- **PAGE**
[Start]

That's an interesting point. If I remember right some time ago a guy wanted to setup several GMRS repeaters around his area and CHARGE access fees to use them. Being there are only 8 repeater pair frequencies that consumed a lot of "public resources" for his personnel monetary benefit at every one else's expense.    

Yeah, we have that here in central and southern Ohio.  He has a number of sites registered on here that I can promise he's not on.  When I put him call in google to do a bit of research I found his commercial for profit business license.  If you do a search in Ohio for repeaters and turn on the dead and old repeaters you will see the state littered with his 'dream system'.  The one tower he has listed near me is a State of Ohio site.  I have been in the site numerous times and even moved the gear out of the old structure and into the new building when they brought it in.  No GMRS repeaters and have never been in the last 14 years.  I truly believe that he sat down on AntennaSearch.com and found tower and then got on here and listed a bunch of repeaters that were never installed.  Not sure what the guys deal is, and really don't care.  I would LOVE for him to file against me with the FCC for interference though.  Figure I will send them PDF's of his business license and his dream tower map and see what they think of someone trying to run a business selling GMRS access and having every pair supposedly tied up in half the state. 

 

But yes, I fully believe that if you are gonna tie up a pair with a 30 mile radius of coverage footprint, you need to allow ANYONE that has a license to use your gear.  Now I will FULLY admit that I do have a 30 mile radius (60miles across) coverage footprint, and that's with a bad antenna and only running 6 watts up the transmit line. And I do have 3 pairs tied up, not just one.  I am on 725 675 and 600.  I was on 625, but I found that there were two repeaters in my footprint and I immediately moved off to 600. And if that one don't work out I will move again.  But my stuff is open.  And I encourage folks to use my gear.  I don't want it to just sit there and ID once in a while and do nothing else.  If I wanted that I would have put up ham repeaters.  No one seems to use them any more.  And in truth, I have one VHF ham repeater on the air and a UHF repeater waiting in the wings to be turned up once I have the rack swap complete at the site. And it's gonna be on the same antenna system as the GMRS repeaters so it's coverage will be decent.

[End]

- **PROMPT 1**
Quote the forum post word for word, everything from "That's an interesting" down to "one else's expense.".
The forum post and the listing that comes after it are separate, unrelated material.

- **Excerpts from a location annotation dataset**
[Start]

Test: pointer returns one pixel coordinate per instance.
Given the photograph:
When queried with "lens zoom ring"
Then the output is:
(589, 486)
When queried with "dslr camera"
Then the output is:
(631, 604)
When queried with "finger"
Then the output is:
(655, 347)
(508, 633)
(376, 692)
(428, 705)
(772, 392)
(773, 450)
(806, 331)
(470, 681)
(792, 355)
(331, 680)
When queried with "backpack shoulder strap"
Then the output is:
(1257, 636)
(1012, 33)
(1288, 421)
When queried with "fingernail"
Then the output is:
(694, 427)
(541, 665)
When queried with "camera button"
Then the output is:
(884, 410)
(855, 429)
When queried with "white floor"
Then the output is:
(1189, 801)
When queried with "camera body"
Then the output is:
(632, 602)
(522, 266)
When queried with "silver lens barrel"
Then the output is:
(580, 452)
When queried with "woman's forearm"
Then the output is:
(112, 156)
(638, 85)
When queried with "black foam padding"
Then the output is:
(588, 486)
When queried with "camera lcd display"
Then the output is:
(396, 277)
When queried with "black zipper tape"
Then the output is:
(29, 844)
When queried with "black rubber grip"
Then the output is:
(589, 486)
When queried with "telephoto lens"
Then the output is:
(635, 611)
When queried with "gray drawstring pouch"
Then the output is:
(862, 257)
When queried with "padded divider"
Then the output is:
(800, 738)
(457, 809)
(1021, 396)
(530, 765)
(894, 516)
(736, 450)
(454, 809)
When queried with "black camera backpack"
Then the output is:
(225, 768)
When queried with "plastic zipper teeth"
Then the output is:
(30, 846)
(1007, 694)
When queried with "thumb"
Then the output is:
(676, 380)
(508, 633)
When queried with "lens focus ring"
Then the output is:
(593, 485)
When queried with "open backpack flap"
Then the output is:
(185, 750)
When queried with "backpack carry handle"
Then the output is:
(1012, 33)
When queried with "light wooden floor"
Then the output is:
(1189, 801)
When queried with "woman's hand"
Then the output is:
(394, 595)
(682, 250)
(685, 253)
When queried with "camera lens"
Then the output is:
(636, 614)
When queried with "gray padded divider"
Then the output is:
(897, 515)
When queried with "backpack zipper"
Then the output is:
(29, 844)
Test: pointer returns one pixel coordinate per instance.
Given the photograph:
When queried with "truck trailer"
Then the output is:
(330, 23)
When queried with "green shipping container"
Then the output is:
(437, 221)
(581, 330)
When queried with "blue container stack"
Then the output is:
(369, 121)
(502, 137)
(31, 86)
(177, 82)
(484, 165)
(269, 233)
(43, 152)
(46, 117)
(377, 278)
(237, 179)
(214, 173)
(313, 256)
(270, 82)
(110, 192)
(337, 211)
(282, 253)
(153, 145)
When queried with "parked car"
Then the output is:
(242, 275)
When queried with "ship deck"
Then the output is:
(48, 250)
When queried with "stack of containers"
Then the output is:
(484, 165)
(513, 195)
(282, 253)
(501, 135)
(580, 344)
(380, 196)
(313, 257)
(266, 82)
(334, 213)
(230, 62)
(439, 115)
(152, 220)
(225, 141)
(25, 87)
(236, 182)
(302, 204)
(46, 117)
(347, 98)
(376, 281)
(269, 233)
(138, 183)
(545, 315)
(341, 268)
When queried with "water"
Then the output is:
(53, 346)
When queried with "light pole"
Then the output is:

[End]

- **PROMPT 2**
Extract every line of the listing that contains the word "woman".

- **COMPLETE RESPONSE 1**
That's an interesting point. If I remember right some time ago a guy wanted to setup several GMRS repeaters around his area and CHARGE access fees to use them. Being there are only 8 repeater pair frequencies that consumed a lot of "public resources" for his personnel monetary benefit at every one else's expense.

- **COMPLETE RESPONSE 2**
When queried with "woman's forearm"
When queried with "woman's hand"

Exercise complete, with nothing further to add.